[Exercise task]
Here are some records; quote them exactly, leaving out the pictures.

--- START Record list ---

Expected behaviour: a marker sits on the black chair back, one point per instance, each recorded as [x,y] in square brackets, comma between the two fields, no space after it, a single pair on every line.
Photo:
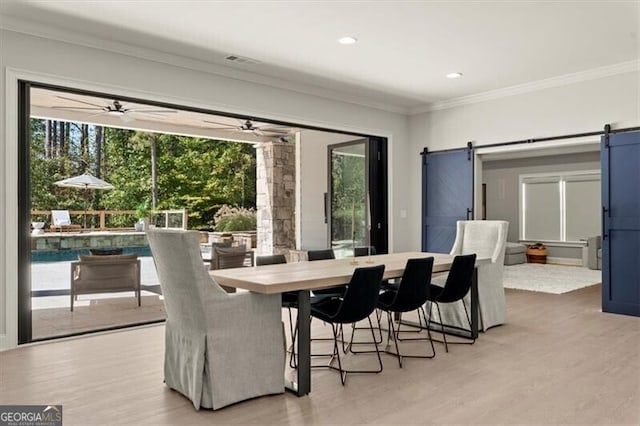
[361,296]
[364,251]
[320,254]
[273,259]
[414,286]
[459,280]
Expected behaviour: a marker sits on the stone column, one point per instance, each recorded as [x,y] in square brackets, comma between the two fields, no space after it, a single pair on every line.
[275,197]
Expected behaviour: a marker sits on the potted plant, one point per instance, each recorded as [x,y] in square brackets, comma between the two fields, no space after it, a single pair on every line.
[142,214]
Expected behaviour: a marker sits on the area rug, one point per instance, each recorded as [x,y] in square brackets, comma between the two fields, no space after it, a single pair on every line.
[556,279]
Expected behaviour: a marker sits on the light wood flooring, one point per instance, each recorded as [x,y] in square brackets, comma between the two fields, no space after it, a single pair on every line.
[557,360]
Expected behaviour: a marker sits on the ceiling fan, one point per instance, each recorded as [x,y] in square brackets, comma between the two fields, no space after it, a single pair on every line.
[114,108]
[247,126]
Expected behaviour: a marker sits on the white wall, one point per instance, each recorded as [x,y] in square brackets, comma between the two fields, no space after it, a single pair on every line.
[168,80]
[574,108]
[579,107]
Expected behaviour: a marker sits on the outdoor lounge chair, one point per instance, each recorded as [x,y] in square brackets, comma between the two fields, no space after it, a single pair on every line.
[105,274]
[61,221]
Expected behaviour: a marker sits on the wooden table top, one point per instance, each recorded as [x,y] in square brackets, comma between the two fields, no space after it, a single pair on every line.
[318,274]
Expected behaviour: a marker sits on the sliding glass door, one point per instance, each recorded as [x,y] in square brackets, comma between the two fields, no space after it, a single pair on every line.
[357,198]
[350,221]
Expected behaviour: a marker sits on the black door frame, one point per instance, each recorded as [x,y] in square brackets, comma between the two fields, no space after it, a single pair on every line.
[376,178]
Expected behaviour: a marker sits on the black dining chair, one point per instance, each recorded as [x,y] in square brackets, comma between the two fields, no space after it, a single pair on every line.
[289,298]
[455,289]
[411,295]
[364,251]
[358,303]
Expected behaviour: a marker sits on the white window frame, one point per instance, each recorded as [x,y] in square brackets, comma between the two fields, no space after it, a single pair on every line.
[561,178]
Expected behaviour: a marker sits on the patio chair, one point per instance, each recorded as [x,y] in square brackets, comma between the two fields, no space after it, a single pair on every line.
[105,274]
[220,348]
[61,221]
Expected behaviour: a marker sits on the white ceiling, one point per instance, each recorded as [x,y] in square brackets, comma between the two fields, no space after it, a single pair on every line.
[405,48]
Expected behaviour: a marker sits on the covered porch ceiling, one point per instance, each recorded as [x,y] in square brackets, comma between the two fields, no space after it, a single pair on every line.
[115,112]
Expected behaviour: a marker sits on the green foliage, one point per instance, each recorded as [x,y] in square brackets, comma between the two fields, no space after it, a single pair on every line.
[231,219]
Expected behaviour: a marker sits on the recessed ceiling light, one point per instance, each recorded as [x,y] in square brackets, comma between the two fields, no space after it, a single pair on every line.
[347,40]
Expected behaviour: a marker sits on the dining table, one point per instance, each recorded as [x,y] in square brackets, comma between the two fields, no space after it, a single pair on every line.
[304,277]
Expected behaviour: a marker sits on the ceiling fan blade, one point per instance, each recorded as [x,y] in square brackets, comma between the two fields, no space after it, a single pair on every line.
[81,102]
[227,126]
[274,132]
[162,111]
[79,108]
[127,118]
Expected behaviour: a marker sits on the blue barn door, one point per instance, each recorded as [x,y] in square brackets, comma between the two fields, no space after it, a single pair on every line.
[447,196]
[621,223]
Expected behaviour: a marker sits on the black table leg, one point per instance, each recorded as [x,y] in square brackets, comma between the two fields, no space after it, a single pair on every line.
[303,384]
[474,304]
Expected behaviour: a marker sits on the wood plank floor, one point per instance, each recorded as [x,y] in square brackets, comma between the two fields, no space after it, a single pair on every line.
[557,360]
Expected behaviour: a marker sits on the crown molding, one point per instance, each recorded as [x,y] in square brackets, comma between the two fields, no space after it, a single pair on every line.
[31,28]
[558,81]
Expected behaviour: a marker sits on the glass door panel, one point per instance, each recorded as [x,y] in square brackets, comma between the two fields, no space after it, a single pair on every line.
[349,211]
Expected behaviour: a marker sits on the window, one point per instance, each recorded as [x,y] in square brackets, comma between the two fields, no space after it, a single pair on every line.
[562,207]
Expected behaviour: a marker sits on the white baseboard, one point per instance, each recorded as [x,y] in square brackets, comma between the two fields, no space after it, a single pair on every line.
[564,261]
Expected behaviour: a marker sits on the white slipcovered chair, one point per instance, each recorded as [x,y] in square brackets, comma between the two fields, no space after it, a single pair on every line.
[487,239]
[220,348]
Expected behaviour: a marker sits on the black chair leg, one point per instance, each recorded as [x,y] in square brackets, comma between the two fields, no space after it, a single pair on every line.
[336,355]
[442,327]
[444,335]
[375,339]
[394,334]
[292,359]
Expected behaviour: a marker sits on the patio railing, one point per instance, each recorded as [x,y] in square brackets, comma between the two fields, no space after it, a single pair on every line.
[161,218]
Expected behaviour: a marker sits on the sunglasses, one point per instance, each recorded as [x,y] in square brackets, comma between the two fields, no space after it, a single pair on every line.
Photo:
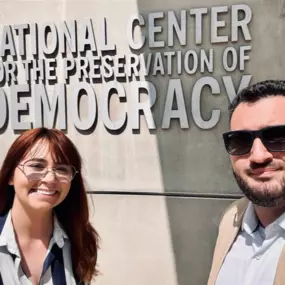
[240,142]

--- END Record list ---

[Solution]
Expected behaviour: a marker sits on the black chair back, one point per instance, each recorded as [x,y] in square brackets, comma between the two fields, no space after it, a single pair on every line.
Photo:
[361,296]
[364,251]
[320,254]
[273,259]
[414,286]
[459,280]
Expected behaviour: a marker sits on the stone column, one point per instance, each recorded as [x,y] in square brackets, comma between the two fields, no space after it, a single pair on every line.
[275,197]
Expected behaviour: a marker sits on the potted plant, one point per instance, each recorded as [x,y] in square brackets, comma between the two fields, no space after it, a single pair on every line.
[142,214]
Expected behaviour: a marker sits on the area rug, one point per instance, each recorded as [x,y] in square brackets, comma between the two fields, no space after it, a single pair on every line.
[556,279]
Expected behaviour: a marker sits on the light wood flooring, one point per instance, each recorded as [x,y] in square brackets, comma between the two fields, no space after it, a single pair on every line.
[557,360]
Expected behaviour: a marker sits on the ceiling fan, one point per instance, each recorded as [x,y] in square brackets, comma between the two fields, no space after it, a single pair on every line.
[114,108]
[247,126]
Expected behaviour: a marker sits on the white wall, one point per instance, each recorded as [x,y] in square brackets, comma between the two fields, no space after it, a single pair on every line.
[168,80]
[574,108]
[579,107]
Expected behaviour: a marker sits on the outdoor lounge chair, one point per instance, each recorded as [x,y] in square brackets, comma between the two fields, no space after it, a single pair on every line.
[105,274]
[61,221]
Expected behaviour: a marker sits on the wooden table top, one point per instance, each recorded as [x,y] in square brackets, comma between the two fields, no space after it, a single pair on every line.
[318,274]
Expected behaviour: a marker sits on the sliding glass door, one point per instance, each recorded as [x,y] in square brackets, comma between the two fields, no space after it, a single pair on every line.
[357,198]
[350,221]
Expected behaviour: a marker sits on the black door frame, one point per instance, each recorded as [x,y] in square brackets, comma between the two fields, no space after it, a single pair on every line.
[376,178]
Expected behaviour: a marker sits on the black dining chair, one point per instance, each recorded as [x,y] in square brackets, comma between the two fields, no space after it, a single pair on every line.
[289,298]
[455,289]
[411,295]
[364,251]
[358,303]
Expected behaviour: a marker sits on the white window frame, one point per instance, each recorded as [x,y] in square brackets, comma between the two fields, no space after it, a single pair on every line.
[561,178]
Expected behaviour: a marker sits on the patio chair, one point per instance, each recorded as [x,y] in square brackets, comma between the two fields, no space after it, a single pair on every line.
[105,274]
[220,348]
[61,221]
Expected behaviour: a marker sits on the white ceiling, one point per instance, each recorded as [x,y] in square brackets, comma between the two fields, no space after it, a single pair on every line.
[405,48]
Expected behaviour: a marker sits on the covered porch ceiling, one point per instance, each recorded as [x,y] in square brackets, comma between the two fields, no space after it, a single pair on every line.
[115,112]
Expected behaviour: a marker sits on the green foliage, one point per instance, each recorded as [x,y] in square brackets, comma between the two fields, no space after it, a single pair on every line.
[231,219]
Expected behaviour: a marker sits on the recessed ceiling light, one point per instance, each recorded as [x,y] in square brackets, comma between the two fields, no space after it, a single pair on every line.
[347,40]
Expected behaviour: a marker sits on the dining table, one point per instance, each recorded as [x,y] in square brackets, comma between the two fields, no space after it, a single pair on every line.
[304,277]
Expected behaviour: a marker sits on the ceiling fan blade, one point per instance, each recorded as [x,y] in square brackets, comma between the two fields, no space after it, a single pair on every line.
[81,102]
[227,126]
[274,132]
[162,111]
[79,108]
[127,118]
Expected behaviour: a marker sits on the blue barn door, one point per instance, each recorded as [x,y] in square brackets, comma between the two fields, no space after it, a single pair on every line.
[447,196]
[621,223]
Expected behaviour: a marker sits on the black table leg, one point per instance, each recorded as [x,y] in square brackets, comma between the two fields, no space after it, a single pair on every line.
[303,384]
[474,304]
Expected behaviour: a marker sits on the wood plank floor, one point per instance, each recorded as [x,y] in square brackets, comma between the two fields, no space after it, a single pair on every line.
[557,360]
Expected behaviour: a marker sits on the crown molding, one point per instance, each recorded as [x,y] in square brackets, comma between the two fields, no space after it, a single pair on every line.
[31,28]
[558,81]
Expected behaviour: a marker sits on the glass door panel, one point per instance, each recorded as [x,y] in square brackets, comma between the two fields, no space after it, a single pair on every line.
[349,211]
Expected behaviour: a marker sits on the window, one point per instance, each recorded as [x,y] in square brackets, comma between the two fields, no space after it, a single pair on every line.
[562,207]
Expected behaviour: a marker sits on the white baseboard, one point per instance, each recorded as [x,y] in square brackets, comma between the two fields, no space after it, a single pair on every line.
[564,261]
Expected behaviour: a marker sits on the white slipcovered chair, one point per instance, each recorded as [x,y] in square brackets, comma between the two fields, no space after it, a single pair on every line.
[487,239]
[220,348]
Expected behaviour: a marker sits on the black chair leg, one point per instance, each recorded as [x,y] in square brackets, comma between the two fields, no space after it, a single pair on every line.
[336,355]
[442,327]
[444,335]
[375,339]
[394,334]
[292,359]
Expected behaviour: a marker sits on the patio railing, one point per instance, each recorded as [x,y] in square brackets, comma between the two fields, no space after it, a single pair on every line.
[161,218]
Expected behaviour: a marker sits on the sunglasses, one point per instance, each recorded as [x,y] in square brackets, comma between the two fields, no space after it, a single pair on every line.
Photo:
[240,142]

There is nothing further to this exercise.